==== PRZEKAZANE DANE ====

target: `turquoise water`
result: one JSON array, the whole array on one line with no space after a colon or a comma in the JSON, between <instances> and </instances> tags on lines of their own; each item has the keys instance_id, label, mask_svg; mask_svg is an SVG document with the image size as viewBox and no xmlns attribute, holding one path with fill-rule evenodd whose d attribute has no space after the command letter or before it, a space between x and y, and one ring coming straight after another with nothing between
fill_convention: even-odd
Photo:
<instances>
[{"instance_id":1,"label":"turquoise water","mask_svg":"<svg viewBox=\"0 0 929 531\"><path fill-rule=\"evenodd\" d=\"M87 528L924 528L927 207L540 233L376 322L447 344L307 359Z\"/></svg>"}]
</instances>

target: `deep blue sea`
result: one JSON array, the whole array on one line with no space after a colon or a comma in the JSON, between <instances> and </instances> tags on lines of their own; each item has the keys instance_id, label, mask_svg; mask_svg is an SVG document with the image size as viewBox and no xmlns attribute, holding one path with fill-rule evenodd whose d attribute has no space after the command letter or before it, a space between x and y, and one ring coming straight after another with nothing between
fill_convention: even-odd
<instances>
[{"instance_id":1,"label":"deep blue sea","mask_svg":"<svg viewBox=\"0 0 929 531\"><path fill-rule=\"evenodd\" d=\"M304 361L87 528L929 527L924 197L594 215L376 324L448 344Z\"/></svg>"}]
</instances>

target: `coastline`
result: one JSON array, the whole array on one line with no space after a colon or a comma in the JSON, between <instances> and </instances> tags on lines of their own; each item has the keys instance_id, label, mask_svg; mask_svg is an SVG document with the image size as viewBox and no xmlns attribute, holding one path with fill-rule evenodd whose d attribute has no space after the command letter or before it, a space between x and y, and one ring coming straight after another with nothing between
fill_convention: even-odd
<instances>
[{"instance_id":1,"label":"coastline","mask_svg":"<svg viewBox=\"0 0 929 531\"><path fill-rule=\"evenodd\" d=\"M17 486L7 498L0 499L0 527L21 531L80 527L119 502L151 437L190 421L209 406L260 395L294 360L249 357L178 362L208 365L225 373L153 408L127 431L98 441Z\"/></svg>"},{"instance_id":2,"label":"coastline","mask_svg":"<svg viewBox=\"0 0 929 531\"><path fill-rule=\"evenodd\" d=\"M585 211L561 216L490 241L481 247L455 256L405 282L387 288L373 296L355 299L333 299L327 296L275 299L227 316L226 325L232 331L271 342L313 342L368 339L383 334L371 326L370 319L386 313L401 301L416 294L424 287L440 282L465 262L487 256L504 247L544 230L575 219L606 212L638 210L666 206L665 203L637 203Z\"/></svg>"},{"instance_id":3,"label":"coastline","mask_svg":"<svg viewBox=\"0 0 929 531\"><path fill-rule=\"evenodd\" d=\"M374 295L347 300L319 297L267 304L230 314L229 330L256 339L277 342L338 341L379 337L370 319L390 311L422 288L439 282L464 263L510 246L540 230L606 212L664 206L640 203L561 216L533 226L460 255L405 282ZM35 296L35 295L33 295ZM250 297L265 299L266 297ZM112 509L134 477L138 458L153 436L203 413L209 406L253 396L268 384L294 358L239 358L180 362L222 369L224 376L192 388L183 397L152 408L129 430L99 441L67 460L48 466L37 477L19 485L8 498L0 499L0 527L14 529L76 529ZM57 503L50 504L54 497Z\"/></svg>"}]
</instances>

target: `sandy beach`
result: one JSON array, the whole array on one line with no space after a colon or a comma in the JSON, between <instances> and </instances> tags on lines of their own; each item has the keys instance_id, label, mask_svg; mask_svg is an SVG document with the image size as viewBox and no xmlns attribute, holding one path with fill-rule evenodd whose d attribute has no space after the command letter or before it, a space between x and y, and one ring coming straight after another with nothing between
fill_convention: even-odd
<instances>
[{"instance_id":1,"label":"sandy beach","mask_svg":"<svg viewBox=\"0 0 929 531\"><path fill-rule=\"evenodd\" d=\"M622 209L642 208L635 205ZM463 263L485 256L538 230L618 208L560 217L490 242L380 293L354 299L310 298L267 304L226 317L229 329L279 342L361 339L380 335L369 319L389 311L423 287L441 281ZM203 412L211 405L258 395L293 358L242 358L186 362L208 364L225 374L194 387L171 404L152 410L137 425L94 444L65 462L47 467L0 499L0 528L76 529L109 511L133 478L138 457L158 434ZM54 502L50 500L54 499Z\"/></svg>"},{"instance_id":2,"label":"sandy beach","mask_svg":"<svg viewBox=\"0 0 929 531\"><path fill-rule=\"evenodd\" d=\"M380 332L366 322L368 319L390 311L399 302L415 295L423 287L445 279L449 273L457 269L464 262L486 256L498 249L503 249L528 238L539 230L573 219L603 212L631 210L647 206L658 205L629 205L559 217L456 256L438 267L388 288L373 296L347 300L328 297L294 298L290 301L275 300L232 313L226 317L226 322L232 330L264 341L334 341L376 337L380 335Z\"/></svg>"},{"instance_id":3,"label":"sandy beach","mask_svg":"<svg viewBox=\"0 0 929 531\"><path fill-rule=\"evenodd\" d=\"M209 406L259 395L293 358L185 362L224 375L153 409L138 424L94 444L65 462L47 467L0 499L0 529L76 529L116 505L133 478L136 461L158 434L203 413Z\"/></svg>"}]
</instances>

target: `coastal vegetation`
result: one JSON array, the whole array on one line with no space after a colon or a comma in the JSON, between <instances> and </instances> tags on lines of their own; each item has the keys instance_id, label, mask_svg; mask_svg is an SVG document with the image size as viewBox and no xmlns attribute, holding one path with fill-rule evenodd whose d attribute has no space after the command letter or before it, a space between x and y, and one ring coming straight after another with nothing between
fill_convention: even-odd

====

TWOJE ZADANIE = Podaj wszystkie wiersze powyższego wykazu, w których występuje ciąg „target”. Wielkość liter ma znaczenie.

ROZWIĄZANIE ĆWICZENIA =
target: `turquoise water`
target: `deep blue sea`
target: `coastline`
target: `sandy beach`
target: `coastal vegetation`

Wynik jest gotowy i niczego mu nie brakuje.